== BRIEF ==
The answer should consist of the full listing below, repeated exactly and free of pictures.

== RAW DATA ==
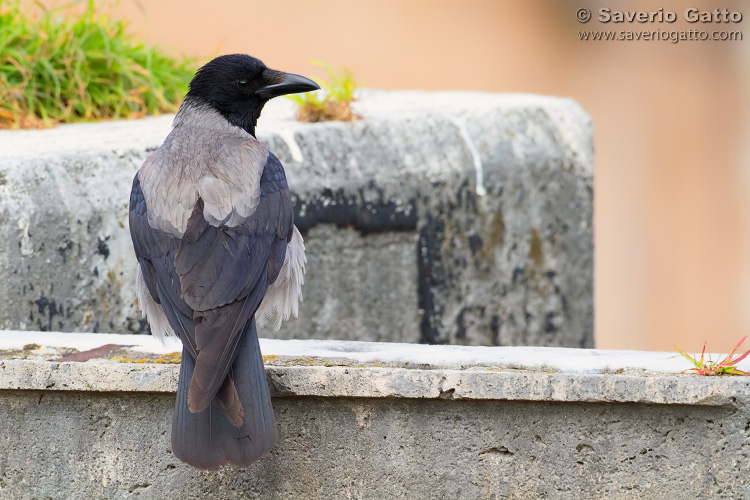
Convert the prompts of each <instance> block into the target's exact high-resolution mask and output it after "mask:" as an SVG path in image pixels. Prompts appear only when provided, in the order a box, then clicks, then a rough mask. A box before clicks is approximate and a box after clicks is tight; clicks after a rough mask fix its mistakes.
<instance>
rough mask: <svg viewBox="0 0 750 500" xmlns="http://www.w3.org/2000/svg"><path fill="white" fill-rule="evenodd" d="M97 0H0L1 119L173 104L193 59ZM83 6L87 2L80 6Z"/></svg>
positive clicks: (182, 92)
mask: <svg viewBox="0 0 750 500" xmlns="http://www.w3.org/2000/svg"><path fill="white" fill-rule="evenodd" d="M102 5H103V4H101V3H100V2H99V1H95V0H88V1H86V2H81V1H78V2H73V3H72V4H69V5H66V6H63V7H59V8H52V9H47V8H45V7H44V6H42V5H41V4H40V3H38V2H34V4H33V6H32V5H31V2H24V5H23V6H22V5H21V2H20V0H0V127H3V128H21V127H23V128H36V127H42V126H52V125H54V124H55V123H58V122H76V121H93V120H106V119H113V118H127V117H131V118H137V117H142V116H145V115H147V114H159V113H164V112H175V111H176V110H177V109H178V107H179V105H180V102H181V101H182V98H183V97H184V95H185V92H186V91H187V84H188V83H189V82H190V79H191V78H192V76H193V74H194V67H193V62H192V61H190V60H188V59H185V58H181V59H175V58H172V57H169V56H167V55H166V54H164V53H163V52H162V51H161V50H159V49H157V48H155V47H148V46H146V45H144V44H143V43H142V42H139V41H137V40H136V39H135V38H134V37H133V35H131V34H130V33H128V31H127V28H128V24H127V23H126V22H124V21H120V20H115V19H113V18H111V17H110V16H109V15H108V13H107V12H100V11H101V10H103V7H101V6H102ZM82 7H85V8H82Z"/></svg>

== ANSWER SECTION ==
Convert the prompts of each <instance> block into the target's exact high-resolution mask and output it after "mask:" as an SVG path in image pixels. Prompts appear only when provided, in the order a box, then clicks, then a rough mask. A box before clicks is approximate and a box after clicks is tight; clicks after a rough mask fix its mistakes.
<instance>
rough mask: <svg viewBox="0 0 750 500" xmlns="http://www.w3.org/2000/svg"><path fill="white" fill-rule="evenodd" d="M97 0H0L1 119L173 104L193 59ZM83 6L87 2L80 6Z"/></svg>
positive clicks: (182, 92)
mask: <svg viewBox="0 0 750 500" xmlns="http://www.w3.org/2000/svg"><path fill="white" fill-rule="evenodd" d="M102 5H103V4H101V3H100V2H99V1H95V0H88V1H86V2H81V1H78V2H73V3H72V4H69V5H66V6H63V7H59V8H52V9H47V8H45V7H44V6H42V5H41V4H40V3H38V2H34V4H33V6H32V5H31V2H24V5H23V6H22V5H21V2H20V0H0V127H3V128H21V127H23V128H36V127H42V126H52V125H54V124H55V123H58V122H76V121H93V120H106V119H113V118H127V117H131V118H137V117H142V116H145V115H147V114H159V113H164V112H175V111H176V110H177V109H178V107H179V105H180V102H181V101H182V98H183V97H184V95H185V92H186V91H187V84H188V83H189V82H190V79H191V78H192V76H193V74H194V67H193V62H192V61H190V60H188V59H185V58H181V59H175V58H172V57H169V56H167V55H166V54H164V53H163V52H162V51H161V50H159V49H157V48H155V47H148V46H146V45H144V44H143V43H142V42H139V41H137V40H136V39H135V38H134V37H133V35H131V34H130V33H128V31H127V28H128V24H127V23H126V22H124V21H120V20H115V19H113V18H111V17H110V16H109V15H108V13H107V12H100V11H101V10H103V7H101V6H102ZM82 7H85V8H82Z"/></svg>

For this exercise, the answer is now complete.